▶ _YOUR OBJECTIVE_:
Every line holding the string "metal" should be copied out of the listing.

▶ _SOURCE DATA_:
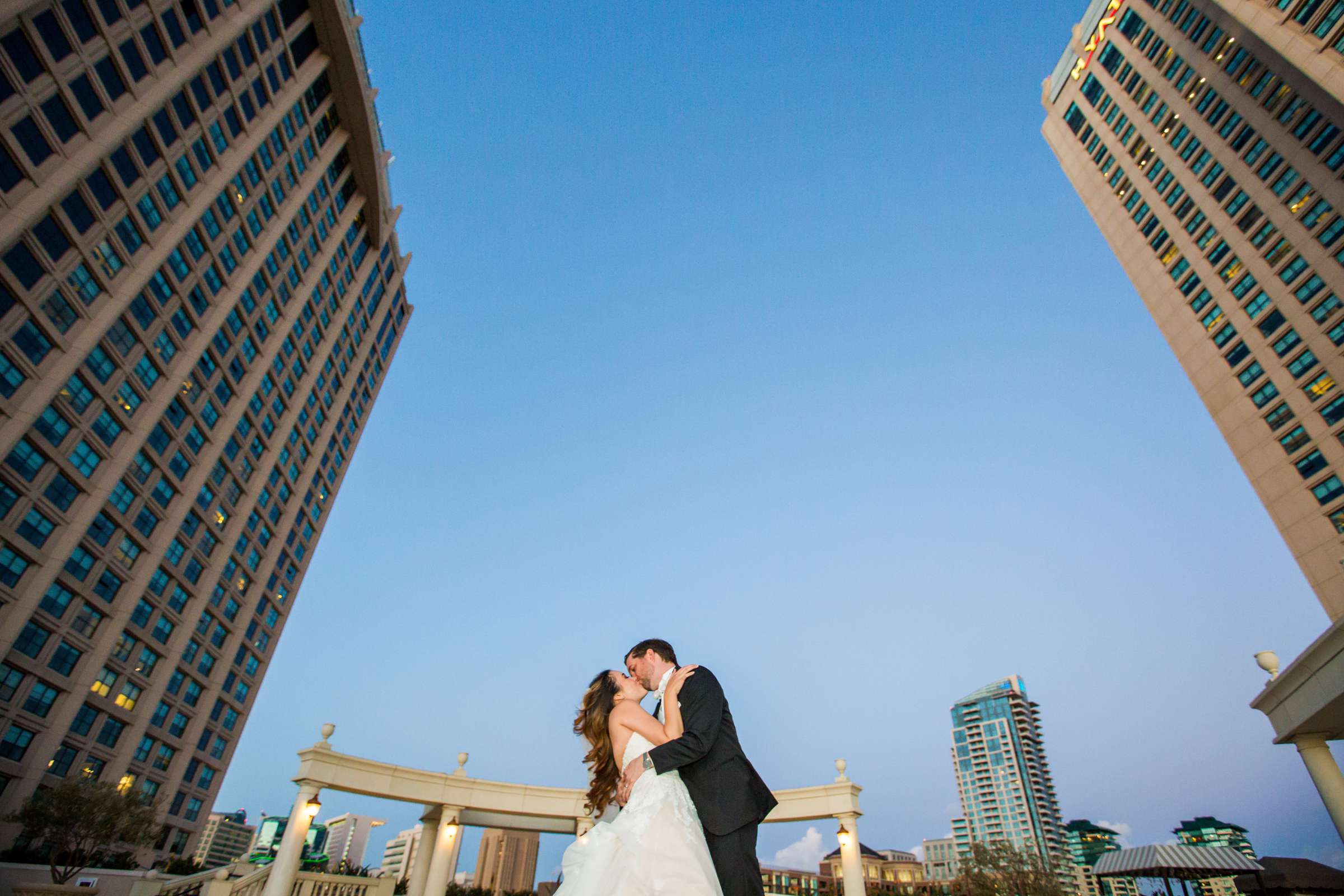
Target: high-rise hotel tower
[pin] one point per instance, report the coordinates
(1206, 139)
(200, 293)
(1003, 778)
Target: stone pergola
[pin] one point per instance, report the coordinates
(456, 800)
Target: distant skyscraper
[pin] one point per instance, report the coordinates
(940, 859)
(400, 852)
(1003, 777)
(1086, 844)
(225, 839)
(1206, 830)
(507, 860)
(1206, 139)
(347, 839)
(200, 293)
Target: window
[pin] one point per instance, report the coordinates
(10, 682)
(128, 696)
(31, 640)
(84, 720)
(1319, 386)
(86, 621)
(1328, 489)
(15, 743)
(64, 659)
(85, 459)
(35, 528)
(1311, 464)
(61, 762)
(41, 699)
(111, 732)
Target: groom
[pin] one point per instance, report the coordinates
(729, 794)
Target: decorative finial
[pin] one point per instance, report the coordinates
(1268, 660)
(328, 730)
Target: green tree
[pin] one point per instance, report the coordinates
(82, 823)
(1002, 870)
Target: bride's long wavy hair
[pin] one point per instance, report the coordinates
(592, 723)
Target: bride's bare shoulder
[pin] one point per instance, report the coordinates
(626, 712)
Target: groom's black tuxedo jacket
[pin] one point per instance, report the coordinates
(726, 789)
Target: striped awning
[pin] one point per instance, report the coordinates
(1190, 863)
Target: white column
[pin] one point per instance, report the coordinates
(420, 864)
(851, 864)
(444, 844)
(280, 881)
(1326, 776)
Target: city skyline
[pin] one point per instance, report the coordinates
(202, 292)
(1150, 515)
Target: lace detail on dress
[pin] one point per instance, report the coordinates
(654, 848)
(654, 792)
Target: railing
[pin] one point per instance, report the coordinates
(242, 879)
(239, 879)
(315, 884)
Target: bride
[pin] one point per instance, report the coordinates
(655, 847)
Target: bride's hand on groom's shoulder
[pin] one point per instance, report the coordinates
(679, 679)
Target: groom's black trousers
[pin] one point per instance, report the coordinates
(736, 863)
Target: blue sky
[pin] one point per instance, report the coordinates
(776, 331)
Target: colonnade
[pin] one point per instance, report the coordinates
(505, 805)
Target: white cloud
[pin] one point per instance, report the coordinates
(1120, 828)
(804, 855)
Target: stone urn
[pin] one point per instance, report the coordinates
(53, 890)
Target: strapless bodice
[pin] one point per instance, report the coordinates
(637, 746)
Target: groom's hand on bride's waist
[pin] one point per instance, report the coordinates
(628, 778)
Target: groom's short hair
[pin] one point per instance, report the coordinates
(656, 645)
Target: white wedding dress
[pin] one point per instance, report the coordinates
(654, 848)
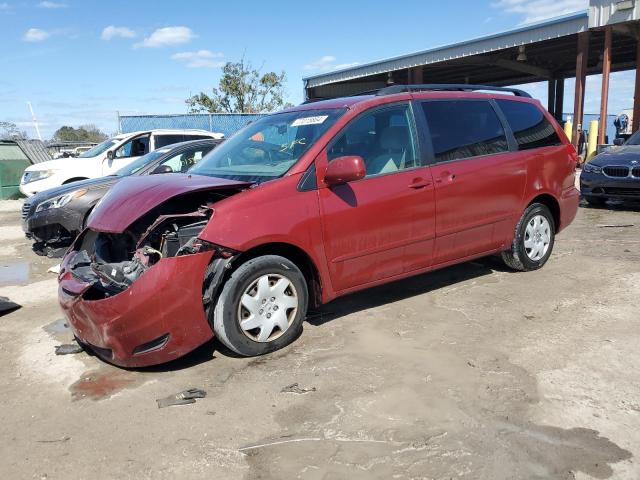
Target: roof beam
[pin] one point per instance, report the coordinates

...

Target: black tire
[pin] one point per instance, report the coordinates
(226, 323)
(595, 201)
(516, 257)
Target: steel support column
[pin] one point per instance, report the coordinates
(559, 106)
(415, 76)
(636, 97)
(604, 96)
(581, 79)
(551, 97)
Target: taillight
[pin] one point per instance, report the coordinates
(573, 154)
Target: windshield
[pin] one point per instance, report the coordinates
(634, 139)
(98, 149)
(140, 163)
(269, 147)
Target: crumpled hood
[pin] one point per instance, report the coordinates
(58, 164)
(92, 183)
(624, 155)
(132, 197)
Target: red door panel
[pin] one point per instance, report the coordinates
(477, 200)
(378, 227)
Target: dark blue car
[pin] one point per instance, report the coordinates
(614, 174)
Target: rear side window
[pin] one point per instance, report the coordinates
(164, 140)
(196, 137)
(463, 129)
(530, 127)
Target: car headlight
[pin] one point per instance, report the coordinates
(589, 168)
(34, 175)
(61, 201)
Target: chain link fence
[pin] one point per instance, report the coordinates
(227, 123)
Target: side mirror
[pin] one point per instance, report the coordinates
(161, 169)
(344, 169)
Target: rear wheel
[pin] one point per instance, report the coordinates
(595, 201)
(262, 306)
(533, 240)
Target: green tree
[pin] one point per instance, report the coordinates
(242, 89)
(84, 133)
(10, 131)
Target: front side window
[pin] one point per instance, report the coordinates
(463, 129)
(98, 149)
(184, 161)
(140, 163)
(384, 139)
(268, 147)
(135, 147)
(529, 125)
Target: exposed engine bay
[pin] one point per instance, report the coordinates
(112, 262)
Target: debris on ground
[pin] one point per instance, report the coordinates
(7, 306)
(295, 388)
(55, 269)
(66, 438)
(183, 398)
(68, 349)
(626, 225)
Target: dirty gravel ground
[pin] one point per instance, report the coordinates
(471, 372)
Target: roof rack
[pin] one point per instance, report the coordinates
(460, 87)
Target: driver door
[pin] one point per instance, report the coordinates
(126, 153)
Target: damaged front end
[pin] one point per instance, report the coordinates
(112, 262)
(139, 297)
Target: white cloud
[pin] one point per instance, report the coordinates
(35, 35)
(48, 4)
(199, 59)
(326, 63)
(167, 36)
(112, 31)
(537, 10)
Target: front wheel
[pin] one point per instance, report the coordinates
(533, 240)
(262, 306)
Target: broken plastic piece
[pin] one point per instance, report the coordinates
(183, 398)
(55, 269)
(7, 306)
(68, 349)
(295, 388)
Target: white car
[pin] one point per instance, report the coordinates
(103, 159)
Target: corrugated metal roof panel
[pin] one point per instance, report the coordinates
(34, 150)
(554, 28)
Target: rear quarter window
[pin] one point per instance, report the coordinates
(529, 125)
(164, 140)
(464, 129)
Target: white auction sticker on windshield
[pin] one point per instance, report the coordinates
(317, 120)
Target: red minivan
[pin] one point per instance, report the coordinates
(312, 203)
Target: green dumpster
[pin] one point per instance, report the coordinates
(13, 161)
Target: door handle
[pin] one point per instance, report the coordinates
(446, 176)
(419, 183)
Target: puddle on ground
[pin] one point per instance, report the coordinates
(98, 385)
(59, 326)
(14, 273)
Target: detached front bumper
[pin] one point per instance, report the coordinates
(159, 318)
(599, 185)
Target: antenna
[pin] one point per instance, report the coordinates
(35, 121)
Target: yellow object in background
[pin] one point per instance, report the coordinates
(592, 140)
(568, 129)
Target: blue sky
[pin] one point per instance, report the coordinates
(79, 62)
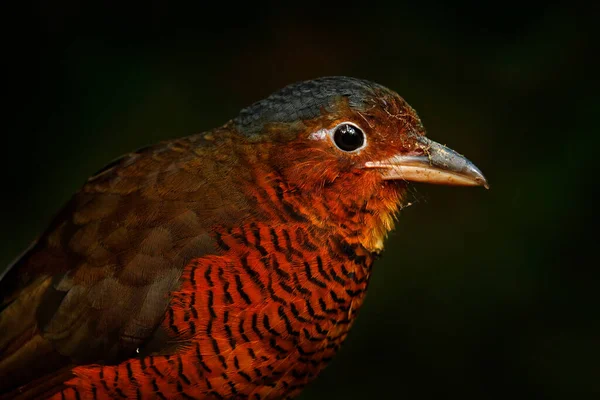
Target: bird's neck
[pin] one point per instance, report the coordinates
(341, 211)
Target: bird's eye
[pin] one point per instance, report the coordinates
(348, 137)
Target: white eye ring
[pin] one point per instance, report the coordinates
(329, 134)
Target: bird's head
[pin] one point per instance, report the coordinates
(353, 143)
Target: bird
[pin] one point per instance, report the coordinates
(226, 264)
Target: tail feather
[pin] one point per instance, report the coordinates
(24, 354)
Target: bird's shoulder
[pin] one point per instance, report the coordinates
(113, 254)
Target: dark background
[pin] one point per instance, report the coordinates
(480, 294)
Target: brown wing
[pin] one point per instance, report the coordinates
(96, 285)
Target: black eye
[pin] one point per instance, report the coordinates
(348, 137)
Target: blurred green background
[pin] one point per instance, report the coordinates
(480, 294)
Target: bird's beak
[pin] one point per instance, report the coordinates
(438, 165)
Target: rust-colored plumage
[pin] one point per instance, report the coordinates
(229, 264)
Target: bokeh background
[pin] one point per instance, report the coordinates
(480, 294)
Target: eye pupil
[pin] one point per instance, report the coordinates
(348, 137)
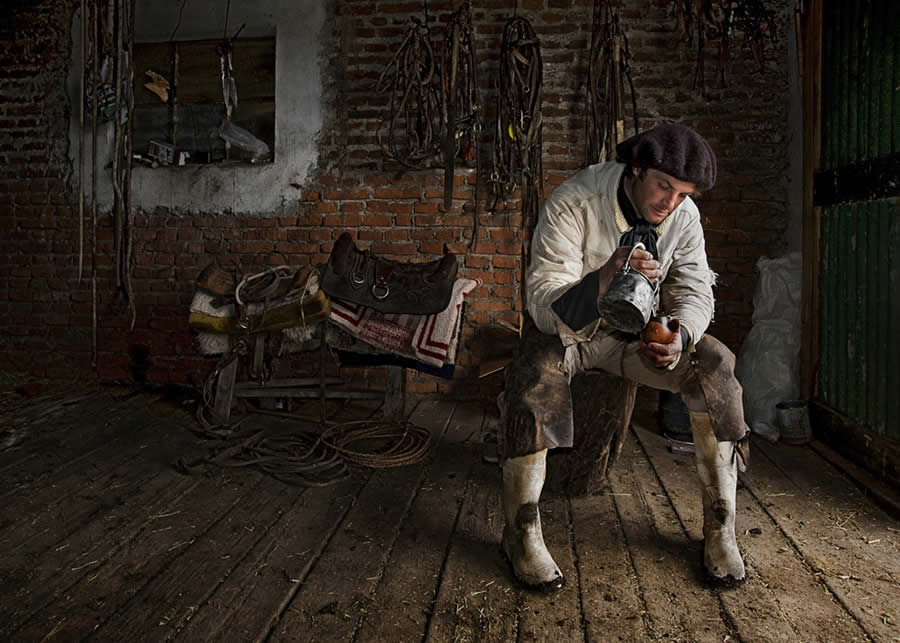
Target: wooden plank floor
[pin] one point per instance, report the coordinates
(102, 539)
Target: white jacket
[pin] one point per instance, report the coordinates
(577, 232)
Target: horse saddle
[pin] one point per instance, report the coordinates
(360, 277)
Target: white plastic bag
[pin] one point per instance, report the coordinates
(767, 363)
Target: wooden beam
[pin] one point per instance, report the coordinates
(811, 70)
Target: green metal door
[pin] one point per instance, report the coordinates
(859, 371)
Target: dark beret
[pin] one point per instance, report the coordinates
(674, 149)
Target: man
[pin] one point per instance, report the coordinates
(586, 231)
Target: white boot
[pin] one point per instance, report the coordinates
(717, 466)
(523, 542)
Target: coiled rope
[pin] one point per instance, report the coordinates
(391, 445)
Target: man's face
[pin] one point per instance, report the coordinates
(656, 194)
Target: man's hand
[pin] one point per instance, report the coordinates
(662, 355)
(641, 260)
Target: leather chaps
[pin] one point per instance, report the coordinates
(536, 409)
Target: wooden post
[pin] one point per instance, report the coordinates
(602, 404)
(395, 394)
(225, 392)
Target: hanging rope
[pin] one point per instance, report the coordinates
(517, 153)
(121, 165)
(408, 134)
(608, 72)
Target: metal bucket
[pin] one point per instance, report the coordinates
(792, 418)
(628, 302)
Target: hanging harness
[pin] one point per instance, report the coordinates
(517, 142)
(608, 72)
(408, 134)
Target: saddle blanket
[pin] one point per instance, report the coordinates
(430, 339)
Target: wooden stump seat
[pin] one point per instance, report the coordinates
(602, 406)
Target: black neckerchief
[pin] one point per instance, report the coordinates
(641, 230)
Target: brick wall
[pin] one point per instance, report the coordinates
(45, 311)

▶ _WRITTEN REPLY_:
Target: corrugated metal roof panel
Target: green metal door
Target: metal bucket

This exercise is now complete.